Extracted records:
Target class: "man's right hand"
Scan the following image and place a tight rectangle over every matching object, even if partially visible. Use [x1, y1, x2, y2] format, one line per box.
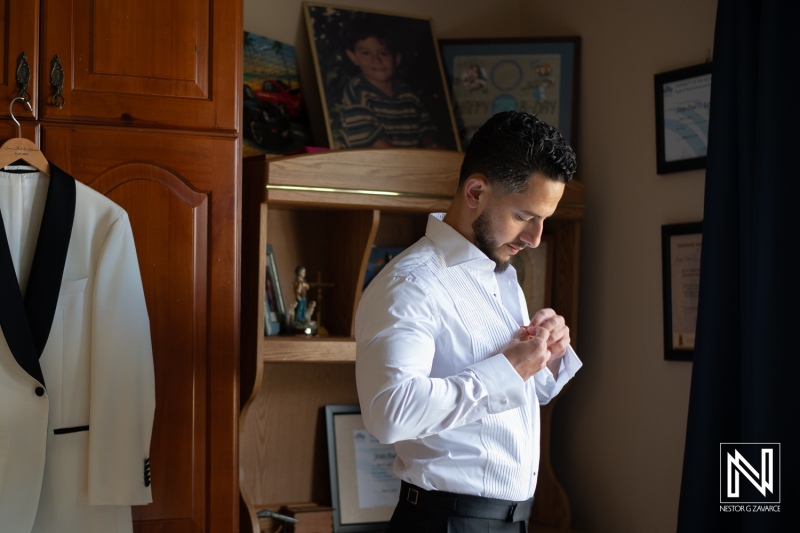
[502, 326, 551, 381]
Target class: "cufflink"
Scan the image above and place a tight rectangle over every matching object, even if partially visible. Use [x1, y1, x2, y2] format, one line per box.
[144, 457, 150, 487]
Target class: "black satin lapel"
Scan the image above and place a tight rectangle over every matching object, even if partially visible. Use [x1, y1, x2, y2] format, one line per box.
[0, 197, 44, 385]
[25, 163, 75, 358]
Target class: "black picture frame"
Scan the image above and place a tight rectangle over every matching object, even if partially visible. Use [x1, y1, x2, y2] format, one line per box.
[303, 2, 461, 151]
[325, 405, 400, 533]
[439, 36, 581, 151]
[653, 61, 711, 174]
[264, 244, 286, 336]
[661, 222, 703, 361]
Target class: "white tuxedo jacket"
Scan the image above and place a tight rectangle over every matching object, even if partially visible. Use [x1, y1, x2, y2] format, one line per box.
[0, 165, 155, 533]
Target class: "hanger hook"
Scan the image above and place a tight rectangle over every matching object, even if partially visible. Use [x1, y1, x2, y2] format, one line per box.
[8, 96, 33, 138]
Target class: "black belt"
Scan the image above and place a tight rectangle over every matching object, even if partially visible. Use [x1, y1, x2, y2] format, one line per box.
[400, 481, 533, 522]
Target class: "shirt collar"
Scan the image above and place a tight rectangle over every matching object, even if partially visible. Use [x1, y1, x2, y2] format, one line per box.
[425, 213, 495, 271]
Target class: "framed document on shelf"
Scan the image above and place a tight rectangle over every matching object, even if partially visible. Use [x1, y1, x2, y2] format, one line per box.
[661, 222, 703, 361]
[654, 61, 711, 174]
[325, 405, 400, 533]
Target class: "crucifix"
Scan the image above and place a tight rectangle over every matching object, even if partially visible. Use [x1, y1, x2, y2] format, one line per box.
[309, 271, 334, 335]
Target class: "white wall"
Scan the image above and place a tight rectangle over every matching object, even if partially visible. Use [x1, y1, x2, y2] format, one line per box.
[244, 0, 717, 533]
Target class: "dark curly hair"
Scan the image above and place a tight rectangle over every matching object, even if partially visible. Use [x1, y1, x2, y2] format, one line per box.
[459, 111, 577, 192]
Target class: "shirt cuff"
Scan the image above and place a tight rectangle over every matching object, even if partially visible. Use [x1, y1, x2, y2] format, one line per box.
[469, 354, 528, 413]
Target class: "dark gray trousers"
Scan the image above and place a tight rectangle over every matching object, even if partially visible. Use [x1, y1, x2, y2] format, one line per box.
[385, 482, 531, 533]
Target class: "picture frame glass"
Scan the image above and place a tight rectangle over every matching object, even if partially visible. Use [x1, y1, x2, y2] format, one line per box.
[304, 3, 461, 150]
[661, 222, 703, 361]
[325, 405, 400, 533]
[439, 37, 581, 149]
[653, 61, 712, 174]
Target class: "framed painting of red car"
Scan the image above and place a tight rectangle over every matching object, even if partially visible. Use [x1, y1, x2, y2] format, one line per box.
[303, 3, 461, 150]
[242, 32, 310, 156]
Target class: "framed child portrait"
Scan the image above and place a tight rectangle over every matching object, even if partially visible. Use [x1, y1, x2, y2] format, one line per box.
[303, 2, 461, 150]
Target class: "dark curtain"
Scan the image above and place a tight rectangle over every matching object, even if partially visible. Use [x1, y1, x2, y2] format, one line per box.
[678, 0, 800, 533]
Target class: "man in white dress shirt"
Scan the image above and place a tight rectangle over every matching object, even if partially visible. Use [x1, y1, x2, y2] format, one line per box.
[356, 111, 581, 533]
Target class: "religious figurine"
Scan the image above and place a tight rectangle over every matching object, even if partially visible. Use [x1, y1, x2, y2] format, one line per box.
[292, 265, 317, 335]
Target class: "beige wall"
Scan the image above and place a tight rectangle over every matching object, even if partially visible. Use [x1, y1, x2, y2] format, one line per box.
[244, 0, 717, 533]
[522, 0, 717, 533]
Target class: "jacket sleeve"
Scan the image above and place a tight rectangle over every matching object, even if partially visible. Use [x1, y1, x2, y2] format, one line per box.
[88, 211, 155, 505]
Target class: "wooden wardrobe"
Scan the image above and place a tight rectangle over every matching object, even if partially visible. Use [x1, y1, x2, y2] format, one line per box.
[0, 0, 243, 533]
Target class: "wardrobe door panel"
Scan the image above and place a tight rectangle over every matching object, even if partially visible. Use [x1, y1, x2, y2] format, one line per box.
[41, 0, 241, 131]
[0, 0, 39, 118]
[42, 124, 240, 533]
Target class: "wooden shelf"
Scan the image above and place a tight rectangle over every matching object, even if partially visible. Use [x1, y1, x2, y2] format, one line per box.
[263, 337, 356, 363]
[239, 149, 584, 533]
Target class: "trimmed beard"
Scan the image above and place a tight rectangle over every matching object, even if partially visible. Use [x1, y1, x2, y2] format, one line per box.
[472, 207, 511, 274]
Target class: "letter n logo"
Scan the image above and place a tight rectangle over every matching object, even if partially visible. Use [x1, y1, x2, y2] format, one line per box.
[719, 442, 781, 504]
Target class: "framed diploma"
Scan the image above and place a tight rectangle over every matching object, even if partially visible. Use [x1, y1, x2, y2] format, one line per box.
[661, 222, 703, 361]
[325, 405, 400, 533]
[654, 61, 711, 174]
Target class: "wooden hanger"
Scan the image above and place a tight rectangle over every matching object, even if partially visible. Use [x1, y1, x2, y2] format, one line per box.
[0, 96, 50, 176]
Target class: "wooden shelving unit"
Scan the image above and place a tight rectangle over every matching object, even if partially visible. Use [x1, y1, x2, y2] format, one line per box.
[239, 149, 583, 532]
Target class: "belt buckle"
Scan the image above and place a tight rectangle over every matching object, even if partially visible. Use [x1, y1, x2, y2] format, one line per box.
[506, 503, 517, 522]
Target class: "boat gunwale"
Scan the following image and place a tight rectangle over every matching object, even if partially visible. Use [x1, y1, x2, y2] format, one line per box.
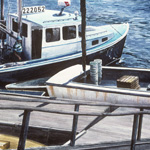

→ WHAT TO DO: Write out every line of the material above as a JSON list of strings, with one string per line and no blank lines. Leave the images out.

→ THE COMPLETED TASK:
[
  "Target class: \"man's right hand\"",
  "Scan the following image and place a tight rectangle over every matching object, even if partially visible. Use [x1, y1, x2, y2] format, one line per box.",
  "[502, 326, 551, 381]",
  "Target class: \"cufflink\"",
  "Scan the image above and place a tight rectangle over every matching object, even if partially visible. Use [x1, y1, x2, y2] format, one line per box.",
  "[144, 457, 150, 487]",
  "Target class: \"black satin lapel\"",
  "Scan the image above and place a tight rectangle over every matching object, even if partially visible. Use [x1, y1, x2, y2] format, one line per box.",
  "[0, 197, 44, 385]",
  "[25, 163, 75, 358]",
  "Target class: \"black picture frame\"",
  "Scan the image above and place a tight rectangle over every matching object, even if partially visible. Use [x1, y1, x2, y2] format, one line per box.",
  "[303, 2, 461, 151]",
  "[325, 405, 400, 533]",
  "[439, 36, 581, 151]",
  "[653, 61, 711, 174]",
  "[264, 244, 286, 336]",
  "[661, 222, 703, 361]",
  "Target class: \"white tuxedo jacket\"",
  "Scan the image above and place a tight rectangle over every matching object, even if partially visible. Use [x1, y1, x2, y2] format, one line per box.",
  "[0, 165, 155, 533]",
  "Target class: \"hanger hook\"",
  "Scan the image above and place a tight rectangle over every matching object, even if partially visible. Use [x1, y1, x2, y2] format, one line per box.",
  "[8, 96, 33, 138]",
  "Target class: \"black belt\"",
  "Scan the image above and place a tight rectangle over every matching object, even if partially visible. Use [x1, y1, x2, y2] format, one line per box.",
  "[400, 481, 533, 522]",
  "Target class: \"shirt collar\"",
  "Scan the image above and place a tight rectangle over every matching object, even if partially visible. Use [x1, y1, x2, y2] format, one line per box.",
  "[425, 213, 495, 271]",
  "Target class: \"framed document on shelf\"",
  "Scan the image above and place a tight rectangle over every matching object, even if partially visible. Use [x1, y1, x2, y2] format, one line per box.",
  "[661, 222, 703, 361]",
  "[654, 61, 711, 174]",
  "[325, 405, 400, 533]",
  "Target class: \"crucifix\"",
  "Scan the image above and place a tight rectangle over every matching object, even if partially visible. Use [x1, y1, x2, y2] format, one line per box.",
  "[309, 271, 334, 335]",
  "Target class: \"white wall\"",
  "Scan the image above and place a tight rectangle over every matching object, even if partially visible. Use [x1, y1, x2, y2] format, one line per box.",
  "[244, 0, 717, 533]",
  "Target class: \"dark curly hair\"",
  "Scan the image above and place a tight rectangle over every matching object, even if partially visible. Use [x1, y1, x2, y2] format, one line per box.",
  "[459, 111, 577, 192]",
  "Target class: \"shirt cuff\"",
  "Scan the image above and place a tight rectangle over every matching object, even if partially visible. Use [x1, y1, x2, y2] format, one line per box.",
  "[469, 354, 528, 413]",
  "Target class: \"dark gray trousers\"",
  "Scan the image above and place a tight rectangle over every matching object, even if partially visible. Use [x1, y1, x2, y2] format, one line per box.",
  "[385, 482, 531, 533]",
  "Target class: \"picture frame glass\"",
  "Scan the image above and place a tight rectangle over every matching object, even if partially visible. Use [x1, y1, x2, y2] format, one line per box.",
  "[304, 3, 461, 150]",
  "[661, 222, 703, 361]",
  "[325, 405, 400, 533]",
  "[439, 37, 581, 149]",
  "[653, 61, 712, 174]",
  "Target class: \"framed painting of red car\"",
  "Scan the image above and place a tight rectangle over every matching object, even if partially visible. Use [x1, y1, x2, y2] format, one line per box.",
  "[303, 3, 461, 150]",
  "[242, 32, 310, 156]",
  "Target class: \"framed child portrait\"",
  "Scan the image above and place a tight rectangle over every matching object, even if partially visible. Use [x1, y1, x2, y2] format, one line per box.",
  "[303, 2, 461, 150]",
  "Target class: \"dark curtain\"",
  "Scan the image above and place a tight rectangle over every matching object, even if partially visible. Use [x1, y1, x2, y2] format, one line per box.",
  "[678, 0, 800, 533]",
  "Target class: \"man in white dress shirt\"",
  "Scan the image above and place a tight rectangle over every matching object, even if partially visible. Use [x1, y1, x2, y2] format, one line per box.",
  "[356, 111, 581, 533]",
  "Target class: \"religious figurine\"",
  "Scan the image above and place a tight rectangle over every matching object, even if partially visible. Use [x1, y1, x2, y2] format, one line per box.",
  "[292, 265, 317, 335]",
  "Target class: \"beige wall\"",
  "Scan the image above and place a tight rectangle over every matching object, even if partially visible. Use [x1, y1, x2, y2] format, one line per box.",
  "[244, 0, 717, 533]",
  "[522, 0, 717, 533]",
  "Target class: \"jacket sleeve\"",
  "Scan the image above and place a tight rectangle over every matching object, even if partially visible. Use [x1, y1, x2, y2] format, one line per box.",
  "[88, 211, 155, 505]",
  "Target class: \"wooden wardrobe\"",
  "Scan the image above and place a tight rectangle over every matching object, even if partially visible. Use [x1, y1, x2, y2] format, one line per box.",
  "[0, 0, 243, 533]",
  "Target class: \"wardrobe door panel\"",
  "Scan the image above and place a tight rectangle over every matching object, even if partially visible. Use [x1, y1, x2, y2] format, one line per box.",
  "[41, 0, 241, 131]",
  "[0, 0, 39, 118]",
  "[42, 124, 240, 533]",
  "Target class: \"wooden shelf\"",
  "Scan the image above and place a tight rectangle over every matching object, even if partially visible. Use [x1, y1, x2, y2] format, one line per box.",
  "[263, 337, 356, 363]",
  "[239, 149, 584, 533]",
  "Target class: \"trimmed beard\"",
  "Scan the image above and place a tight rectangle over every matching object, even if partially visible. Use [x1, y1, x2, y2] format, one line per box.",
  "[472, 207, 511, 274]",
  "Target class: \"letter n logo\"",
  "Scan the image above and place a tight rectangle over every matching object, even if partially visible. Use [x1, y1, x2, y2] format, one line per box.",
  "[719, 442, 781, 504]",
  "Target class: \"framed diploma\"",
  "Scan the image above and place a tight rectangle over every matching object, even if partially visible. Use [x1, y1, x2, y2] format, one line per box.",
  "[661, 222, 703, 361]",
  "[325, 405, 400, 533]",
  "[654, 61, 711, 174]",
  "Target class: \"wooden hanger\"",
  "Scan the image above and place a tight rectangle over every matching object, even if partially visible. Use [x1, y1, x2, y2] format, one line per box.",
  "[0, 96, 50, 176]",
  "Target class: \"wooden shelving unit\"",
  "Scan the image above and place a tight rectangle over every matching object, even if partially visible. Use [x1, y1, x2, y2] format, one line per box.",
  "[239, 149, 583, 532]",
  "Target class: \"belt buckle\"",
  "Scan the image above and place a tight rectangle over every matching object, even if partially visible. Use [x1, y1, x2, y2] format, one line per box.",
  "[506, 503, 517, 522]",
  "Target class: \"boat gunwale\"",
  "Scan the following image and place a tight rectangle over every matching object, even if partially visible. Use [x1, y1, x2, y2] format, one line per box."
]